ラジャ様のバリ舞踊には感謝しかない。私も、おそらくジャッジも、パリ舞踊を見たことなくて、何が正しいかの基準がわからないから踊りのうまさだったりは判断することができないのだけど、とにかくすごく神聖なものを今見ているのではないか、と感じさせられる荘厳なステージでした。アメリカ版では自分以外にアジアのルーツを持つクイーンが優勝していなくて、こういう機会にアジアの文化を見せるのが使命のようなもの、と語ってくれて、本当同じアジア(くくりが大きい)の人間としてすごく意味のあるパフォーマンスだったと思います。お父様もお母様も誇らしく思っているだろうな…

ヴィヴィアンは、あれ、生歌だったのかな??生歌の時は右上に「生歌です!」って書いておいて欲しい(エスパーニャs2で導入された画期的なシステム)リップシンクやってる人たちと同じようなアプローチでも、生歌でやってるならそりゃ難易度が違って高得点やないかい〜!すごくサラッと難しいことをなんでもないことかのようにやってくる感じがこのシーズンのヴィヴィアンの凄さでしたが、それを最後まで貫き通したなぁと思います。あとメイクがめちゃいい、アイメイク真似したい。

そしてモネ…!モネ、あなたこんなすごい隠し玉持ってたの!?ドラァグレースではオペラは評価されないと思っていた、と言っていたけど(確かに御大がバレエは退屈って言ったりとか、コンテンポラリーダンスを低評価したりとか、そう思っちゃうような土壌は多々あるのだけど…)この頂上決戦の最高の場で、最高の技術を披露してくれたらそりゃみんな評価するでしょ…!ほとんどの人が自分が王者になった所以である魅力を出して勝負に来てる中で、こんなこともできる、という新しいものを見せてくれるなんて、本当にすごいことだなぁと思います。


重ね重ね、誰も一瞬もしくじらない最高のタレントショーを見せられて順位をつけろっていうこと自体が難しいと思うし、好みで決めるしかないんじゃないかなぁと思う、毎週言ってたけど。私がトップを選ぶなら…リップシンク部門からシェイかイヴィ、リップシンク以外部門からラジャ様かモネかなぁ…という感じなので今回のトップ自体には納得しています。トップにも納得してるし、二人のリップシンクは最高に良かったし、二人がファイナリストになることにも納得してるの、だけど…!

■ 提供項目:
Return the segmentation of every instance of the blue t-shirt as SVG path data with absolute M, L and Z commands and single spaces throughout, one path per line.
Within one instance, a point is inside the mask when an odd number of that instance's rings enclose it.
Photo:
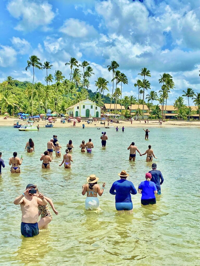
M 160 184 L 162 184 L 164 181 L 164 179 L 161 172 L 159 170 L 152 170 L 151 171 L 150 171 L 149 172 L 151 175 L 152 177 L 151 181 L 152 182 L 153 182 L 155 184 L 157 188 L 157 190 L 160 190 Z
M 116 202 L 132 202 L 130 193 L 134 195 L 137 194 L 137 190 L 132 182 L 125 179 L 120 179 L 114 182 L 110 193 L 115 195 Z
M 153 199 L 155 197 L 154 194 L 155 190 L 157 189 L 155 185 L 151 181 L 145 181 L 141 182 L 138 188 L 142 190 L 142 200 L 149 200 Z

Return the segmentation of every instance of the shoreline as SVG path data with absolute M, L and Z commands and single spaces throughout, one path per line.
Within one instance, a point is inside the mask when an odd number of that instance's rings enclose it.
M 14 121 L 17 120 L 16 118 L 9 118 L 7 119 L 4 119 L 1 117 L 0 117 L 0 126 L 13 126 Z M 70 128 L 73 127 L 73 122 L 71 123 L 68 123 L 67 122 L 65 124 L 61 124 L 60 122 L 61 119 L 57 119 L 57 120 L 55 123 L 53 123 L 54 127 L 56 128 Z M 39 122 L 35 122 L 35 125 L 39 124 L 40 127 L 41 128 L 43 127 L 44 121 L 41 120 Z M 84 121 L 85 124 L 85 127 L 98 127 L 104 128 L 103 125 L 101 124 L 100 122 L 93 122 L 92 124 L 87 124 L 87 122 Z M 76 124 L 76 127 L 82 128 L 82 124 L 83 122 L 81 122 L 79 123 L 77 122 Z M 106 123 L 106 126 L 107 123 Z M 123 121 L 120 122 L 119 123 L 117 124 L 116 123 L 113 123 L 111 124 L 110 126 L 113 125 L 115 128 L 118 126 L 119 129 L 121 127 L 122 127 L 123 126 L 126 127 L 145 127 L 146 128 L 149 127 L 158 127 L 163 128 L 163 127 L 169 128 L 170 127 L 199 127 L 200 128 L 200 121 L 167 121 L 165 122 L 162 122 L 162 125 L 159 126 L 158 121 L 149 120 L 149 123 L 147 123 L 145 124 L 144 121 L 141 121 L 141 123 L 139 121 L 133 121 L 133 124 L 131 125 L 130 121 Z

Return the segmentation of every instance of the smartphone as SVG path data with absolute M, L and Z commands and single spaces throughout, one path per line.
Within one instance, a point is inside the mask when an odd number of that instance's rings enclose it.
M 36 189 L 31 189 L 29 190 L 29 193 L 31 194 L 35 194 L 37 193 L 37 190 Z

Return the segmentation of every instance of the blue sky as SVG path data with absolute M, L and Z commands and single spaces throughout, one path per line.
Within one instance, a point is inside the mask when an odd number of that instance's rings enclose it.
M 169 104 L 187 87 L 199 92 L 200 7 L 186 0 L 2 0 L 0 1 L 0 81 L 11 75 L 31 81 L 26 62 L 35 54 L 62 71 L 70 57 L 86 60 L 95 75 L 112 87 L 107 66 L 115 60 L 129 84 L 123 96 L 137 97 L 134 86 L 142 67 L 149 69 L 152 90 L 158 92 L 163 72 L 173 77 L 175 88 Z M 45 72 L 36 70 L 35 81 L 44 83 Z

■ 課題: ドラァグレースのファイナルを振り返る感想文を、最後の「二人がファイナリストになることにも納得してるの、だけど…!」の後から続けてもらえますか？

■ 解答は以下:
モネが星5つで単独首位に躍り出て、星4つになったシェイとジンクスがファイナル進出を決めて、あと一人…というところで、星3つのジェイダとトリニティのどちらかを、トップのモネが決めてっていうのがもう残酷すぎて!告げられた瞬間にジェイダが結果が分かってしまっている顔をしてるのが切なくて…だって謎の同盟もあるしさ、AS4ダブルウィナーの絆もあるしさ、そりゃモネはトリニティ選ぶよね、っていうのが明らかでしんどかったです。なんかそれこそ、ジェイダの持ってる星のうちの一つは貰った星だから割引換算するよって冷静に計算されたりとか、はたまたリップシンクかどっちのお尻がかわいいか対決でガチンコ勝負して決める方がすっきりするんじゃないかなぁと…

なんだかこの回の冒頭で、星1つだからもう無理かな〜って言ってるシェイのことを「まだ何があるか分からないじゃん、だってドラァグレースだもん」ってジェイダがめちゃめちゃ励ましてたんですね、そういうのもこの展開の伏線だったのかなぁなんて思うと本当に切ない!このAS7、みんなに活躍してもらいたいと思ってるけど、パンデミック下のs12でひたすら頑張ったジェイダが報われる事が私の中でプライオリティ高かったので、そんなジェイダがなんとも言えない表情でいるのを見たくなかったなぁ〜…もっと大事に扱っておくれ…!


そして最後の一捻りの発表…!ファイナリスト4人に選ばれなかった4人についても別立てのリップシンクトーナメントをやるよ!ということで…あらーそうなの…そうなの…いいんだけど…

なんか、ファイナリストになれなかった4人が次回観客として蚊帳の外で過ごす、というのがとても勿体無いというのはよく分かるし、その4人のもう一活躍を見られるのが嬉しいという気持ちもあるのだけど…シンプルに、順位付けすると1〜4位のトーナメントと5〜8位のトーナメントがあるって事でしょ?それで1位と5位に賞金が出るって事でしょ?それって…2位から4位の人が一番報われなくない…?そんなことない?お金にこだわりすぎ?えっ私の年収低すぎ?


…でもオルスタって、オリジナルシーズンみたいに番組を見続けることによって魅力がどんどん明らかになってきてこの人が好き!って気持ちが育っていく感じより(もちろん新たな魅力を感じて好きが深まったり増えたりする事はあると思うけど)もともと好きで応援してるクイーンが出て、その勝利を望んで見続けるみたいな性質の方が大きいと思うので、最後の最後まで自分が一番好きなクイーンのチームで居続けられる構造なのはすごくいいと思うんですよね。例えば応援してたクイーンがファイナリストになれなかったからって、無理にファイナリストクイーンの中からチームを決めなくても、そのまま応援してたクイーンを推し続ければ良いというのはとても平和だし、なんなら2トーナメント分推しクイーンを決められるので、楽しいのかもしれない…?そう考えるとちょっとポジティブになってきました。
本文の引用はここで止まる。